Virtual Visit: Japantown's Paper Tree

Virtual Visit: Japantown's Paper Tree

Happily situated in San Francisco’s historic Japantown is Paper Tree—a family-run store with the world’s largest collection of origami paper.

The Mihara family opened Paper Tree (fondly known in Japantown as “The Origami Store”) in 1968, selling Japanese paper, gifts, books, ceramics & quintessentially 60s items like blacklight posters and incense. Visit the store today and you’ll find an impossibly extensive selection of origami paper, origami instruction books for all skill levels, handcrafted cards, and the origami museum—models folded by the world’s top origami creators interspersed throughout the store.

Linda Mihara, Paper Tree’s current proprietor and daughter of its original founders, literally grew up in the store, “I consider this my home. People coming in are my guests.” Linda, an award-winning origami artist, comes from a family of talented creators and origami enthusiasts.

Her father, uncle, grandparents, and great-grandparents were forced from their home during WWII as a result of the federal government’s policy, which sent Japanese Americans to internment camps from 1942-1945. Linda’s grandfather had glaucoma and, without proper care in the internment camp, lost his sight. Fortunately, it didn’t stop him from writing two of the first origami books in English in the early 1950s. He was fully blind by the time Linda was born, so she didn’t have the opportunity to learn origami from him directly. She—like countless others—learned the art form from his books.

Linda has carried on her grandfather’s legacy, teaching classes as a way to share her own knowledge with subsequent generations of folders. Of course, COVID-19 interrupted her usual in-store sessions. Like many others, she turned to virtual events with Free Fold Origami Saturdays—a free, online origami class open worldwide. Though they come with their own challenges, these virtual sessions have provided one of the pandemic’s silver linings— allowing Linda to teach a global audience she wouldn’t normally be able to reach. Asked if she’s planning on carrying on with virtual classes post-pandemic? “I really think I am. I think that’s the way going forward. If you’re thinking on a global scale, that’s what you’ve got to do. Why not?”

As was the case at all small businesses, the Paper Tree team was concerned about what last year’s lockdown would mean for their future. “When we closed in March, I thought, ‘What do we do now?’ I had no idea what was going to happen...And then the online orders started rolling in.” Even though the store’s doors remained shut until June, online orders allowed the 53-year-old business to keep going. Linda noticed a surge in origami interest while everyone was stuck at home, including a wave of first-time folders.

○ ○ ○ ○

Tasks to carry out -
A) According to the article about Paper Tree, what items did the Mihara family sell when they opened the store in 1968? List them all.
B) Continue the article about Paper Tree, starting after its final sentence.

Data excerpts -
○ ○ ○ ○

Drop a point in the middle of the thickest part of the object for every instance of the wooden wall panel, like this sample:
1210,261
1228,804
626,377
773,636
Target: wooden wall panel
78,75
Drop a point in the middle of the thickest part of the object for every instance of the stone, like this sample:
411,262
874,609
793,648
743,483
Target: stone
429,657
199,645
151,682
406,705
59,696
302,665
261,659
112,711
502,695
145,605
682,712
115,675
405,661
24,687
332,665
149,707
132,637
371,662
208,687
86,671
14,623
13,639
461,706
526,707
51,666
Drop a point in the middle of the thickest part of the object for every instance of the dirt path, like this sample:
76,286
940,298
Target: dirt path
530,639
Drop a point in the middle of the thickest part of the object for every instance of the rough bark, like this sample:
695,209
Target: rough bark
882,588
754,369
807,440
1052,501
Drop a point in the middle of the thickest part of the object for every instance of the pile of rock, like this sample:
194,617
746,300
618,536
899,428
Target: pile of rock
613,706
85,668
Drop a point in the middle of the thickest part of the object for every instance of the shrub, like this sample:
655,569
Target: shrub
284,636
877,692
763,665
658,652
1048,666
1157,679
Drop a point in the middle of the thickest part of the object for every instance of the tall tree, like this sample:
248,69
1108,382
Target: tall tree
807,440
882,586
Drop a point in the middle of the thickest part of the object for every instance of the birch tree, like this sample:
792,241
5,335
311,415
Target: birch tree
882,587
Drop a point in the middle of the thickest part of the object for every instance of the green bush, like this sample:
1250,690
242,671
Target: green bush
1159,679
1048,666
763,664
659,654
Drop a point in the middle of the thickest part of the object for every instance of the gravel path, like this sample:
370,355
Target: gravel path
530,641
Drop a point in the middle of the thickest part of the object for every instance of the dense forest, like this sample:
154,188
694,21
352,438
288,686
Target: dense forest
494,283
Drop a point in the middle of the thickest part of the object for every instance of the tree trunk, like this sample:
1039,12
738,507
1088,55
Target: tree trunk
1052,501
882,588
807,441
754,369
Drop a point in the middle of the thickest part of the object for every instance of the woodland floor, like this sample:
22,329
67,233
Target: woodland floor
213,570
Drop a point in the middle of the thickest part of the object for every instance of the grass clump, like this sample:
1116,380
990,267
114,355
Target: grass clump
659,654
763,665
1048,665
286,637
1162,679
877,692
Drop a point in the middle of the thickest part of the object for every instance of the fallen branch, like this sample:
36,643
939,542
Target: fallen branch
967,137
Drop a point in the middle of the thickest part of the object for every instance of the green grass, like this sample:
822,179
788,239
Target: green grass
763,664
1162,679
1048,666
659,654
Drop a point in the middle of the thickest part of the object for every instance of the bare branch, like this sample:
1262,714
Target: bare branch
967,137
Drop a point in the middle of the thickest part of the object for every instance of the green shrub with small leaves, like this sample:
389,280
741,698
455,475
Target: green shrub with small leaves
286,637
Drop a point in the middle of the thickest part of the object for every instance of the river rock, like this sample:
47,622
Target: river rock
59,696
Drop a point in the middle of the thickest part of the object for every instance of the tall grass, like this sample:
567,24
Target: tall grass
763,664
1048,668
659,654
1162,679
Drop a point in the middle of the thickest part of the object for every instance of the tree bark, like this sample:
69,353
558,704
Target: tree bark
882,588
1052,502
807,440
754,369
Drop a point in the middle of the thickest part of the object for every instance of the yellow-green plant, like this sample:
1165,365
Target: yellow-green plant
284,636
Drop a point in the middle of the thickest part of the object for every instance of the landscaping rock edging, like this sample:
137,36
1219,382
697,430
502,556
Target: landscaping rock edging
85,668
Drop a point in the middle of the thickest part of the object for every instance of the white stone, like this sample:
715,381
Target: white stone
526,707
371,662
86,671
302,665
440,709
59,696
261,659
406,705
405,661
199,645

○ ○ ○ ○

Task results -
A) Japanese paper, gifts, books, ceramics, blacklight posters, and incense.

B)
With more people being vaccinated and business slowly returning to normal, things are looking up in Japantown. Thanks to pedestrian-friendly streets and outdoor dining, the area is vibrant again every weekend. Though, sadly, the community has suffered its own losses over the last year, “I’m just so thankful and lucky because about 25% of the businesses in Japantown have closed permanently.”

In addition to the challenges posed by the coronavirus, Japantown and Asian American communities across the country have also been grappling with the steep rise in anti-Asian hate and violence. In response, Linda wanted to do something that spread love. “I wanted people to think in positive ways to counter the hate. Let’s do it with love.”

From that thought came the Hearts for Love campaign. A play on 1000 paper cranes, Linda sought to collect 1000 origami hearts to display in the store’s front window. Just one week after it launched, she’d already reached her goal. People from across the country continued to send their folded hearts, so the goal increased to 3,795—the number of reported hate crimes against AAPI individuals in the U.S. between March 2020-February 2021. “This is a small way to share what I know, which is origami, and bring everybody along. I felt so strongly about it that even if nobody participated, I was still okay with it. I was still going to make my own statement in the window. That was my say on AAPI hate.”

Linda has seen success in the campaign beyond the total heart tally. “There was one lady who dropped off some hearts and said it was the first time she’d gotten together with her girlfriends after they’d all been vaccinated. They sat around folding hearts and catching up and it turned into a ‘what I’m thankful for’ kind of time. That makes me so incredibly happy. They got it. They’re thinking love and positivity.”

When speaking with Linda, it’s impossible to miss the true and deep love she has for her work, her art, and her family. “For me, personally, carrying on a business that my parents started is really a joy...and I get to talk origami all day. That never gets old to me.”